Aim: Reproduce every one of the lines below verbatim, leaving out the pictures.

----------------------------------------

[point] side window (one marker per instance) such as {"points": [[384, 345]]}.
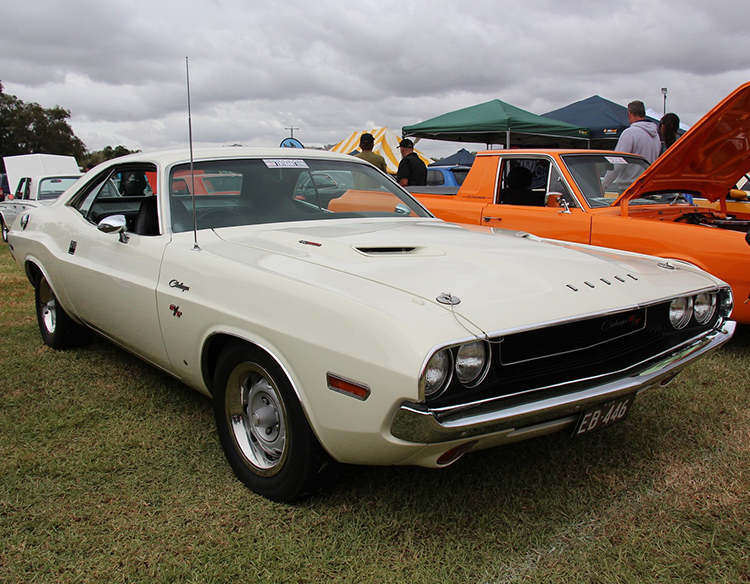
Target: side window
{"points": [[557, 186], [122, 191], [435, 178], [22, 192], [523, 181]]}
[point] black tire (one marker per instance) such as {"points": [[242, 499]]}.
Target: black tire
{"points": [[263, 430], [58, 330]]}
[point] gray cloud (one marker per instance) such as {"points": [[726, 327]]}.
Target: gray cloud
{"points": [[329, 67]]}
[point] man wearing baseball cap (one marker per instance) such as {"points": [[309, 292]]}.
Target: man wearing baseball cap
{"points": [[411, 170], [366, 144]]}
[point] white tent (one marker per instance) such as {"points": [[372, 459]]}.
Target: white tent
{"points": [[386, 144]]}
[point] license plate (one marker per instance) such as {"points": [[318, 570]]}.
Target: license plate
{"points": [[604, 415]]}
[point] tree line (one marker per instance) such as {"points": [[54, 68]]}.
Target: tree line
{"points": [[29, 128]]}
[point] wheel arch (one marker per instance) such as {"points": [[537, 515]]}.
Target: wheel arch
{"points": [[217, 342], [213, 348]]}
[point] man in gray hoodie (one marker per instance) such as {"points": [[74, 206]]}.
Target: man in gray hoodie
{"points": [[642, 137]]}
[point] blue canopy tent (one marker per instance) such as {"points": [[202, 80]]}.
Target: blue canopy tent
{"points": [[461, 158], [605, 119]]}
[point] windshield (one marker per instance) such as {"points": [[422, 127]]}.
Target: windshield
{"points": [[51, 188], [272, 190], [602, 178]]}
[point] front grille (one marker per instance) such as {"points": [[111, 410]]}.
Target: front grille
{"points": [[555, 357]]}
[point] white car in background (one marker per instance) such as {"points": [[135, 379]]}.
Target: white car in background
{"points": [[34, 179], [358, 329]]}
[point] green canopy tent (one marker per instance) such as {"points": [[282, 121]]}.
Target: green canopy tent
{"points": [[497, 122]]}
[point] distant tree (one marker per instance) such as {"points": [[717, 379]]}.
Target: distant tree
{"points": [[28, 128], [107, 153]]}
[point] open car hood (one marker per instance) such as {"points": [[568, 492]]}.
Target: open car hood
{"points": [[709, 159]]}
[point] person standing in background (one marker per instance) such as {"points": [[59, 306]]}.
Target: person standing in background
{"points": [[411, 170], [668, 127], [642, 137], [366, 144]]}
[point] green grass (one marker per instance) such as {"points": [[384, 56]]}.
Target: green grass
{"points": [[112, 472]]}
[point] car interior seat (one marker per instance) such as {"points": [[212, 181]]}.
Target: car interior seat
{"points": [[147, 220]]}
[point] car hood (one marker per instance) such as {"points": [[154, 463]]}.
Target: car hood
{"points": [[708, 159], [499, 278]]}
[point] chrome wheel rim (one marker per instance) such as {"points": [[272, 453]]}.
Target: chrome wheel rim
{"points": [[47, 306], [257, 418]]}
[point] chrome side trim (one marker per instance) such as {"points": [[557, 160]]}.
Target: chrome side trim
{"points": [[414, 422]]}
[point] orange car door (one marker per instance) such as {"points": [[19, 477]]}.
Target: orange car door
{"points": [[551, 222]]}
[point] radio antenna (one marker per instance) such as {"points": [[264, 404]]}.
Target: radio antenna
{"points": [[196, 247]]}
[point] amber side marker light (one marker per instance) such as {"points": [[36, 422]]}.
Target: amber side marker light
{"points": [[348, 387]]}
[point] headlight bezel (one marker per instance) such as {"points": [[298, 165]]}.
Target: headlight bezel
{"points": [[684, 314], [453, 376], [479, 369], [447, 377], [704, 317]]}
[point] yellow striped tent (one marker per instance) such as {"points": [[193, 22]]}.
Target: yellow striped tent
{"points": [[386, 144]]}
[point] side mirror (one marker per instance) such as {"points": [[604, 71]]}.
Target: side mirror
{"points": [[114, 224]]}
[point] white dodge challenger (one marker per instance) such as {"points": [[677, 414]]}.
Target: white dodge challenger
{"points": [[331, 318]]}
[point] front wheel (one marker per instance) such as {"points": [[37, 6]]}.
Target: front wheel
{"points": [[263, 430], [58, 330]]}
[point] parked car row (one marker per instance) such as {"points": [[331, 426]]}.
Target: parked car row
{"points": [[617, 201], [39, 179]]}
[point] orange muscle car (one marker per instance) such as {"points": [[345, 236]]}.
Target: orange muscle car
{"points": [[616, 200]]}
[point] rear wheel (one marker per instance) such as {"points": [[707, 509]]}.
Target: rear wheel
{"points": [[263, 430], [58, 330]]}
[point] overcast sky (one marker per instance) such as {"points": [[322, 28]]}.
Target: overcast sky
{"points": [[328, 67]]}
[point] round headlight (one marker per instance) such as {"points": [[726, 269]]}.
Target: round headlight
{"points": [[437, 374], [704, 307], [470, 361], [680, 312]]}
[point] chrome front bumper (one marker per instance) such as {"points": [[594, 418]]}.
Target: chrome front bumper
{"points": [[414, 422]]}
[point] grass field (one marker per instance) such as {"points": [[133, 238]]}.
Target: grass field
{"points": [[112, 472]]}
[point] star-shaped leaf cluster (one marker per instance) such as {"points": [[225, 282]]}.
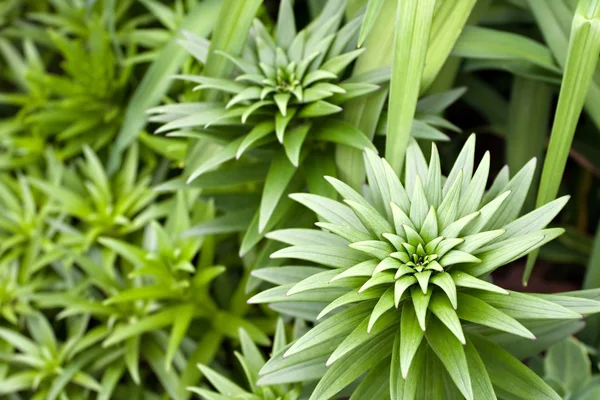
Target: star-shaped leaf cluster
{"points": [[405, 267]]}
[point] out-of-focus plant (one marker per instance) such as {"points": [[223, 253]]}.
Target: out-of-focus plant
{"points": [[82, 106], [46, 367], [251, 360], [567, 367], [100, 205]]}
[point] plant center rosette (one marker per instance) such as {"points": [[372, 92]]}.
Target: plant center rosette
{"points": [[401, 273]]}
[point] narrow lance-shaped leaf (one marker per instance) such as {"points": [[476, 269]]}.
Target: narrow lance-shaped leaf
{"points": [[411, 39], [582, 58]]}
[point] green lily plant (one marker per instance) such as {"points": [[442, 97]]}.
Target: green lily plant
{"points": [[402, 277]]}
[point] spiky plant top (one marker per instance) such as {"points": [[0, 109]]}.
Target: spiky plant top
{"points": [[285, 81], [404, 266], [251, 360]]}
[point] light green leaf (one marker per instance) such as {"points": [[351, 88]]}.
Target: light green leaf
{"points": [[452, 354], [474, 310]]}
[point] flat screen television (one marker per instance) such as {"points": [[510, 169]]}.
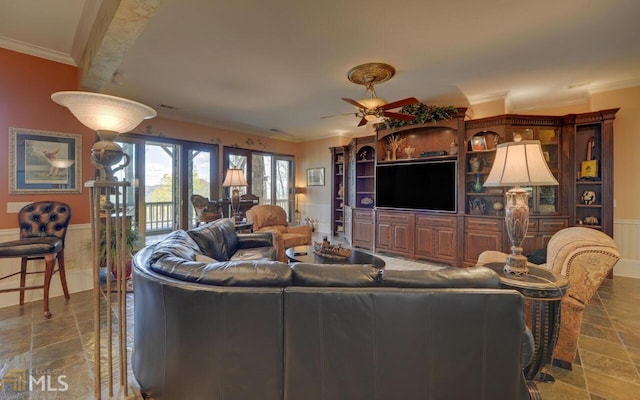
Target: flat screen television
{"points": [[426, 185]]}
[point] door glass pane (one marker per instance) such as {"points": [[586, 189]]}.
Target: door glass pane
{"points": [[238, 161], [261, 177], [284, 185], [160, 190], [128, 173], [199, 178]]}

----------------------------------------

Answer below:
[point] side window (one marker per instance) such as {"points": [[384, 345]]}.
Target: side window
{"points": [[557, 186], [122, 191], [435, 178], [22, 192], [523, 181]]}
[point] black tire (one marker per instance) such as {"points": [[242, 499]]}.
Target: black tire
{"points": [[263, 430], [58, 330]]}
[point] gray cloud (one marker per instance) such as {"points": [[726, 327]]}.
Target: gray cloud
{"points": [[329, 67]]}
[point] man wearing baseball cap (one marker per instance) such as {"points": [[309, 292]]}.
Target: man wearing baseball cap
{"points": [[411, 170], [366, 144]]}
[point] white tent (one marker per instance) such as {"points": [[372, 459]]}.
Target: white tent
{"points": [[386, 144]]}
[point] license plate (one marker per instance) such as {"points": [[318, 570]]}.
Target: license plate
{"points": [[604, 415]]}
[point] tree line (one marker per instance) such as {"points": [[54, 68]]}.
Target: tree line
{"points": [[29, 128]]}
[point] wheel arch (one marker per instance) such as {"points": [[537, 515]]}.
Target: wheel arch
{"points": [[217, 342], [213, 348]]}
[point] man in gray hoodie (one marker per instance) such as {"points": [[74, 206]]}.
Target: man in gray hoodie
{"points": [[642, 137]]}
[point] blue canopy tent (one marker per instance) such as {"points": [[202, 80]]}.
Target: blue canopy tent
{"points": [[461, 158], [605, 119]]}
[point] windshield (one marker per instance) such as {"points": [[422, 127]]}.
Target: windshield
{"points": [[51, 188], [272, 190], [602, 178]]}
[point] front grille (one marker per instance) such as {"points": [[111, 410]]}.
Target: front grille
{"points": [[555, 357]]}
[point] white car in background (one marker per instance) such as {"points": [[135, 379]]}.
Target: white car in background
{"points": [[34, 179], [358, 329]]}
[point] green canopy tent (one marker per instance) such as {"points": [[282, 121]]}.
Target: green canopy tent
{"points": [[497, 122]]}
[point] distant tree (one marker per instance) such as {"points": [[717, 379]]}.
Target: distant tree
{"points": [[28, 128], [107, 153]]}
[point] open car hood (one marker per instance) such as {"points": [[568, 492]]}.
Target: open car hood
{"points": [[709, 159]]}
[point] person standing in background (one marker per instance) such as {"points": [[59, 306]]}.
Target: person standing in background
{"points": [[411, 170], [668, 127], [642, 137], [366, 144]]}
[point] green grass (one marker per instance) such as {"points": [[384, 56]]}.
Target: green grass
{"points": [[112, 472]]}
[point] car interior seat (one marker per instance) such as {"points": [[212, 181]]}.
Target: car interior seat
{"points": [[147, 220]]}
[point] car hood (one marker per instance) such as {"points": [[154, 463]]}.
Target: car hood
{"points": [[708, 159], [499, 278]]}
[point] chrome wheel rim (one marker per instance) such as {"points": [[272, 453]]}.
Target: chrome wheel rim
{"points": [[47, 306], [257, 418]]}
[point] chrome side trim (one marker per instance) such as {"points": [[557, 160]]}.
Target: chrome side trim
{"points": [[414, 422]]}
[point] orange car door (one marker per instance) such as {"points": [[19, 477]]}.
Target: orange car door
{"points": [[551, 222]]}
[point] radio antenna (one marker per instance) such as {"points": [[264, 404]]}.
Target: radio antenna
{"points": [[196, 247]]}
[point] amber side marker light (one marker per instance) such as {"points": [[36, 422]]}.
Target: amber side marker light
{"points": [[348, 387]]}
[point] headlight bezel (one marker per instance) such as {"points": [[298, 165]]}.
Target: headlight bezel
{"points": [[684, 314], [453, 376], [479, 369], [447, 377], [704, 317]]}
[point] yellow striped tent (one marker per instance) such as {"points": [[193, 22]]}.
Target: yellow striped tent
{"points": [[386, 144]]}
[point] side mirror (one marker per instance) such as {"points": [[604, 71]]}.
Target: side mirror
{"points": [[114, 224]]}
[point] white dodge challenger (one marker per instance) such as {"points": [[677, 414]]}.
Target: white dodge challenger
{"points": [[331, 318]]}
[point] front wheel (one marker per instance) such as {"points": [[37, 6]]}.
Target: front wheel
{"points": [[263, 430], [58, 330]]}
[point] parked car row (one marker per instance) such as {"points": [[331, 426]]}.
Target: parked car row
{"points": [[617, 201], [39, 179]]}
[point] orange muscle car (one marker per instance) such as {"points": [[345, 236]]}.
Target: orange muscle car
{"points": [[616, 200]]}
[point] rear wheel (one marker per instance) such as {"points": [[707, 509]]}.
Target: rear wheel
{"points": [[263, 430], [58, 330]]}
[point] overcast sky (one marker per instance) such as {"points": [[322, 28]]}.
Target: overcast sky
{"points": [[328, 67]]}
[point] round headlight (one marker per instance) such as {"points": [[726, 269]]}.
Target: round headlight
{"points": [[437, 374], [704, 307], [470, 361], [680, 312]]}
[point] chrome front bumper (one marker per instance) such as {"points": [[594, 418]]}.
Target: chrome front bumper
{"points": [[414, 422]]}
[point] grass field (one marker per instance) such as {"points": [[133, 238]]}.
Target: grass field
{"points": [[112, 472]]}
[point] star-shaped leaf cluster (one marker per instance) such as {"points": [[225, 282]]}.
Target: star-shaped leaf cluster
{"points": [[405, 267]]}
[point] out-of-focus plant (one marker per instance) such as {"points": [[223, 253]]}.
Target: out-of-focus plant
{"points": [[82, 106], [46, 367], [251, 360], [567, 367], [100, 205]]}
[point] plant center rosette (one marker per instance) such as {"points": [[372, 92]]}.
Target: plant center rosette
{"points": [[401, 273]]}
[point] narrow lance-shaped leaf (one marker per instance) such as {"points": [[476, 269]]}.
Target: narrow lance-shaped leaf
{"points": [[411, 39], [582, 58]]}
[point] green lily plant (one marker per instance) such as {"points": [[442, 97]]}.
Target: green lily plant
{"points": [[402, 277]]}
[point] spiky plant top (one marker per instance) such as {"points": [[0, 109]]}.
Target: spiky plant top
{"points": [[285, 81], [404, 266], [251, 360]]}
[point] light green leaf (one marker per instance) such as {"points": [[351, 88]]}.
Target: light green leaf
{"points": [[452, 354], [474, 310]]}
[point] flat screen television (one marker per instance) such as {"points": [[510, 169]]}.
Target: flat screen television
{"points": [[426, 185]]}
[point] door glass pane (one marker per instance) such as {"points": [[586, 189]]}.
Target: door glass pane
{"points": [[238, 161], [261, 177], [284, 185], [160, 190], [128, 173], [199, 178]]}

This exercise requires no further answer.